### [Requirement]
Which lines below include the string "head"? Please show each one.

Dataset entries
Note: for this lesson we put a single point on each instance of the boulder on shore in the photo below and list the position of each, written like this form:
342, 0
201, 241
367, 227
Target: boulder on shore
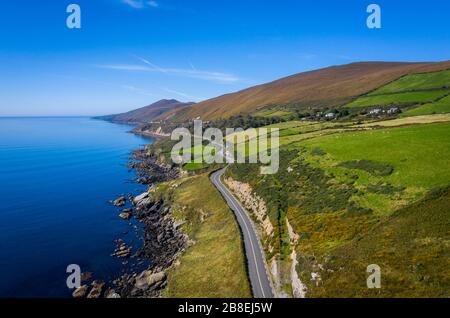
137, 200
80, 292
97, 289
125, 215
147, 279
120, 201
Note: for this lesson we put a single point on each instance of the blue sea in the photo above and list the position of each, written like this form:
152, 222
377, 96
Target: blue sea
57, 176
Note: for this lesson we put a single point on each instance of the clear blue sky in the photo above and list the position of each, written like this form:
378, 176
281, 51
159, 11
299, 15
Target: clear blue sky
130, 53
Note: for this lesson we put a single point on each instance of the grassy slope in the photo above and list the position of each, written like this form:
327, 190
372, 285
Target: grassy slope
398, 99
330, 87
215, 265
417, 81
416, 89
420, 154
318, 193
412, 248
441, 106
...
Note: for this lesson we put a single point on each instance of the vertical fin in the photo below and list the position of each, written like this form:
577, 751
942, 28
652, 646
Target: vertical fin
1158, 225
* * *
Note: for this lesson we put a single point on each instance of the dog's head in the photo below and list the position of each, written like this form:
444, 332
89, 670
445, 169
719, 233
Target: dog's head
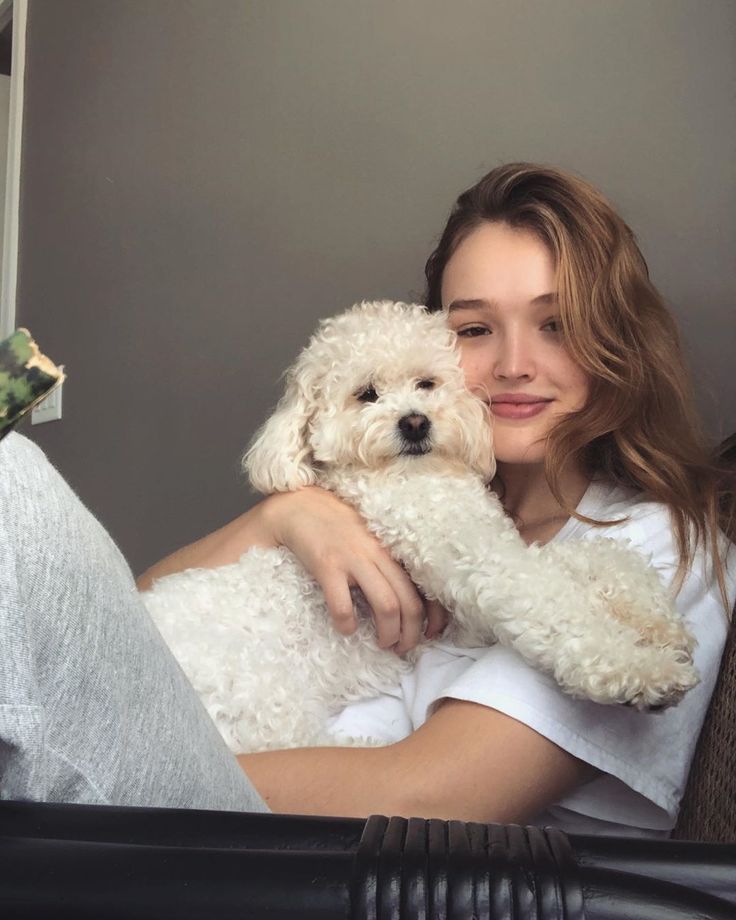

### [Response area]
Note: for this lesson we put a single point on each instance of the dog's head in the photo below and list the position of each, written like this form:
Target: dog's head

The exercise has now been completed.